Give back all of the data exactly as it appears here.

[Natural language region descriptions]
"""
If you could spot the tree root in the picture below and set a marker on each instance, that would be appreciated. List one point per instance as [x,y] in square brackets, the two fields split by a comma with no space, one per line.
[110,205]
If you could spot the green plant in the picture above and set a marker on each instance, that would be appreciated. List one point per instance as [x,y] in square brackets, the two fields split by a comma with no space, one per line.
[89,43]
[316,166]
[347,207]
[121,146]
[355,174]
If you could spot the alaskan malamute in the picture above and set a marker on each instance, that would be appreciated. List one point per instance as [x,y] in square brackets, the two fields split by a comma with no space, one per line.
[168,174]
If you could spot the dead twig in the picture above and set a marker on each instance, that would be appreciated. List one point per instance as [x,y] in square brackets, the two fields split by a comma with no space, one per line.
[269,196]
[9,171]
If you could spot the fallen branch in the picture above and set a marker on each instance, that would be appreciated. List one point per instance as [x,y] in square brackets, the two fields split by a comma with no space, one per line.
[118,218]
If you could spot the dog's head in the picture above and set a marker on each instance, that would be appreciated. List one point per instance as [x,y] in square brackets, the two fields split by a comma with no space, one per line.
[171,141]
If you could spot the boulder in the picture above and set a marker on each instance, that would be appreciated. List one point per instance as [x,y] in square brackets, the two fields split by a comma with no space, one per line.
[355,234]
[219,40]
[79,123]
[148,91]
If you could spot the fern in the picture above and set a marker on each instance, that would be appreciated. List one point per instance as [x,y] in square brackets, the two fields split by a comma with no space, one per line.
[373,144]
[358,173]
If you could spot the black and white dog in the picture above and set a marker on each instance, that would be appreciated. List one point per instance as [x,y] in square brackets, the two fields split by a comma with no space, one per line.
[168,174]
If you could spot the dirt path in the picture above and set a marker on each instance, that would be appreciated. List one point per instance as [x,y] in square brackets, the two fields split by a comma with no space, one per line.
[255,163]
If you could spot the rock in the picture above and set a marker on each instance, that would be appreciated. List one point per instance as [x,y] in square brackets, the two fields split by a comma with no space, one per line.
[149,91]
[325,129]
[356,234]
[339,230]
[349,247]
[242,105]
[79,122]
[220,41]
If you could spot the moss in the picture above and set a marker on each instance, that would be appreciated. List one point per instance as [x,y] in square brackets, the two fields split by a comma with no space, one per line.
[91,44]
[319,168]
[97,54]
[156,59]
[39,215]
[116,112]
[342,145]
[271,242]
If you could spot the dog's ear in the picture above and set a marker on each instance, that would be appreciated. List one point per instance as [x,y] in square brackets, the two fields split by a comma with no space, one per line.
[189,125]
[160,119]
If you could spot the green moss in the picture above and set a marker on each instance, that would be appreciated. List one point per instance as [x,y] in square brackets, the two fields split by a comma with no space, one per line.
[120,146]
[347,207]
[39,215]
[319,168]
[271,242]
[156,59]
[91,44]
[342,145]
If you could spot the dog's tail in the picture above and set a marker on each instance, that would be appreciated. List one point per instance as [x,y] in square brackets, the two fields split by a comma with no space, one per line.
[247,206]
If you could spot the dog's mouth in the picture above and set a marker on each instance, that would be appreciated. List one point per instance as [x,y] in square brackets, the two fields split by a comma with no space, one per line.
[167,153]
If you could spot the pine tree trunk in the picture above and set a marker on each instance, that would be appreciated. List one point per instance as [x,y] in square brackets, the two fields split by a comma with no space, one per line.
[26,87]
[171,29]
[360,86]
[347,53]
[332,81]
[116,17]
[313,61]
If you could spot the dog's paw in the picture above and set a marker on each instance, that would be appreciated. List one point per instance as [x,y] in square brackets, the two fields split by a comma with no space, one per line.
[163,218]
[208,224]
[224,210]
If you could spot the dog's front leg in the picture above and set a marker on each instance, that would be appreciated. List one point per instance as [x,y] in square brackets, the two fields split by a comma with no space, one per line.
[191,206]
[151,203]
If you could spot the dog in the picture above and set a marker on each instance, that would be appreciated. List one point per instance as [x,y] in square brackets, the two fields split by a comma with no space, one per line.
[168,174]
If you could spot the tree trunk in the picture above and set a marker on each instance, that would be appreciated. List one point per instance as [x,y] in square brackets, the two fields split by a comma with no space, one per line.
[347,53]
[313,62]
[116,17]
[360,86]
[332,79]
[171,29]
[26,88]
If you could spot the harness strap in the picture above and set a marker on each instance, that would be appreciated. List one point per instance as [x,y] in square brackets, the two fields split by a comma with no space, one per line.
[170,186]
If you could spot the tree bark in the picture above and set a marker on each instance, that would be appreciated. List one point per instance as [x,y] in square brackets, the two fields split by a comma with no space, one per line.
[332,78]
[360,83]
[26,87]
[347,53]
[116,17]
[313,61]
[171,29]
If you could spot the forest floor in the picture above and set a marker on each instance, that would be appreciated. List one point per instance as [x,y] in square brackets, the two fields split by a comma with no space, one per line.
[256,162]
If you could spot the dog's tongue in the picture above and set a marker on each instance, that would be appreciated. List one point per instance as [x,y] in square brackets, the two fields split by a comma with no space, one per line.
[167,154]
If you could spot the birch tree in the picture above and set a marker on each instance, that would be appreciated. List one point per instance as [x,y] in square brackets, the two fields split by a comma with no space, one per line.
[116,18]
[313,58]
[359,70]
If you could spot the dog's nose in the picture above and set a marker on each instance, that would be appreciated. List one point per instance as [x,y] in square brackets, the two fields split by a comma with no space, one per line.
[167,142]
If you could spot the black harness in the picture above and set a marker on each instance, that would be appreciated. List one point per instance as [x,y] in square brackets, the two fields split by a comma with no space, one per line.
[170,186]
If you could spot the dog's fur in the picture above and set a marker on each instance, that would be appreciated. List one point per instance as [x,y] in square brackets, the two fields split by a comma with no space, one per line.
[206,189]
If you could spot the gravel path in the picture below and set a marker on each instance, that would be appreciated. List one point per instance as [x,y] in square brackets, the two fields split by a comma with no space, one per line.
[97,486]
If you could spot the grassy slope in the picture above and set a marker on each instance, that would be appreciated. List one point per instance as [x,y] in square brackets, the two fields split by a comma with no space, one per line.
"""
» Response below:
If you could spot the tree root in the picture below and set a marker on each instance, that would be appreciated. List one point per instance as [x,y] in square brackets, the two fields split by a comma with no space, one per line.
[110,205]
If you could spot the green plant in the picture above and set a marker on each instance, that would be appreciated. List one point per instance as [x,y] in square brackets, the two fields split by a comma with no space, one per line.
[89,43]
[316,166]
[347,207]
[121,146]
[355,174]
If you could spot the alaskan malamute in the picture above and set a marker on each instance, that would be appreciated. List one point per instance as [x,y] in square brackets, the two fields split by a comma with no space, one per line.
[168,174]
If you could spot the dead twig in the picture above and set a marker on each instance, that would be appreciated. List one point per instance as [x,y] in square brackets, the two fields split by a comma with no space, one per line.
[269,196]
[9,171]
If you could spot the fallen branch in the picture above and set a marker on each instance, that would be appreciated. List one point per instance as [x,y] in square brackets, the two fields split by a comma with no space, one per line.
[118,218]
If you could spot the dog's head in the picture above and set a marker on each instance, that would be appreciated. List one point per instance as [x,y] in square brackets, the two fields split by a comma with no space, one per line.
[171,141]
If you could spot the boulder in the picture above and set a marker on each instance, that would be appreciated. List one point per instance as [x,y] in square brackets, the two fields split by a comma with no space, one per line.
[355,234]
[219,40]
[79,123]
[148,91]
If you could spot the fern in the picture above and set a marker on each instance, that would be appreciated. List one point per instance as [x,y] in square brackets, the two fields split by a comma with no space, one per line.
[373,144]
[358,173]
If you could spot the black and white dog in the picture above and set a marker on each instance, that would be appreciated. List one point per instance as [x,y] in square brackets, the two fields split by a comma with no space, one per line.
[168,174]
If you could spot the dirt path in the picture above and set a marker on each instance, that would be appreciated. List one point per instance as [x,y] in square brackets, the two fields split by a comma with no space, one per line.
[255,163]
If you could spot the rock in the picture above and set a marker on each instance, that would be appreciated. List one point per instance as [x,y] in square brackets, the two fields split by a comma with no space, one per line.
[149,91]
[325,129]
[356,234]
[339,230]
[349,247]
[242,105]
[79,122]
[220,41]
If you could spot the moss in the picture above and set a marker on each instance, that would be appreciated. List one point per instance as [x,y] in square brackets, the two fields split by a comma with no space, one per line.
[91,44]
[319,168]
[97,54]
[156,59]
[39,215]
[116,112]
[342,145]
[271,242]
If you could spot the dog's ear in the picture above and set a marker on each instance, that would be appreciated. List one point per instance as [x,y] in square brackets, the two fields split by a comma with no space, one per line.
[189,125]
[160,119]
If you could spot the green moss in the picture above and set a marker on each instance, that would be appreciated. List one point per instance as [x,y] in square brackets, the two fields split by a comma with no space, one per line.
[120,146]
[347,207]
[39,215]
[319,168]
[271,242]
[156,59]
[91,44]
[342,145]
If you could spot the dog's tail in the picture above and set a marker on each instance, that would be appreciated. List one point per instance as [x,y] in square brackets, the two fields split by a comma with no space, one per line.
[247,206]
If you could spot the dog's mouth in the picture above and set a marker on each instance, that would be appreciated. List one point per instance as [x,y] in square brackets, the two fields split by a comma with no space, one per line.
[167,153]
If you could spot the pine tree trunk in the picture above and set a marker on each instance, that would be appreciated. List one point per instance as [x,y] in square brackets, the two fields split by a comma with no space, one per line.
[26,87]
[171,29]
[360,86]
[347,53]
[332,81]
[116,17]
[313,61]
If you could spot the dog's paw in the picture above and set a marker on each instance, that would be appreciated. List one point per instance as [x,y] in square brackets, the two fields split by a comma with no space, one per line.
[163,218]
[208,224]
[224,210]
If you could spot the dog's front leg in the picture above and set a marker on each instance, that would be appreciated. List one point per instance as [x,y] in square brackets, the two fields split by a comma with no space, one per line.
[191,206]
[151,203]
If you could spot the dog in the picture above and set a marker on each instance, that would be appreciated. List one point per instance as [x,y] in square brackets, the two fields split by a comma with no space, one per line.
[168,174]
If you could spot the tree trunk in the picture above and set a marker on each instance, that would be appreciated. List one point per instance as [x,y] in square brackets, the two fields split by a comma with no space, one per line.
[347,53]
[313,62]
[116,17]
[360,86]
[332,79]
[171,29]
[26,88]
If you could spot the harness strap in the picture above and set a marker on each instance, that would be appreciated. List one point per instance as [x,y] in square brackets, the two fields split by a comma with no space, one per line.
[170,186]
If you could spot the tree bark in the picture above and set a marker on each instance, that would be appreciated. List one point per instance as [x,y] in square brackets, the two fields split by a comma with no space, one per line.
[332,78]
[360,83]
[26,87]
[347,53]
[116,17]
[313,61]
[171,29]
If you could spot the forest floor in the picture above and set a marker on each instance, that would be appreciated. List one point per instance as [x,y] in square brackets, the two fields split by a comma with no space, one per line.
[256,162]
If you could spot the dog's tongue in the picture above and set a marker on each instance, that would be appreciated. List one point per instance as [x,y] in square brackets, the two fields split by a comma with no space, one per line.
[167,154]
If you could spot the birch tree in the picture above and set a marker on each instance, that would be appreciated. List one point per instance as [x,y] in square brackets, the two fields split by a comma with no space, one per line.
[116,18]
[313,58]
[359,70]
If you could spot the dog's nose in the picture above and set a marker on each instance, that would be appreciated. List one point per instance as [x,y] in square brackets, the two fields split by a comma with no space, one per line.
[167,142]
If you could spot the black harness in the picture above and set a marker on each instance, that would be appreciated. List one point per instance as [x,y] in square brackets, the two fields split by a comma with no space, one per line.
[170,186]
If you could spot the dog's fur in the picture above and set a marker on each instance, that would be appreciated. List one point per instance as [x,y] in square brackets, the two fields split by a comma with no space, one per line.
[206,189]
If you could spot the gravel path in the picture below and set a marker on each instance, that would be appreciated. List one point per instance as [x,y] in square brackets, the two fields split by a comma with no space, one per line.
[97,486]
If you could spot the grassy slope in the picture above and set a marker on each instance, that would be appreciated. List one point per instance as [x,y] in square brackets, the two fields split by a comma with no space, one per line.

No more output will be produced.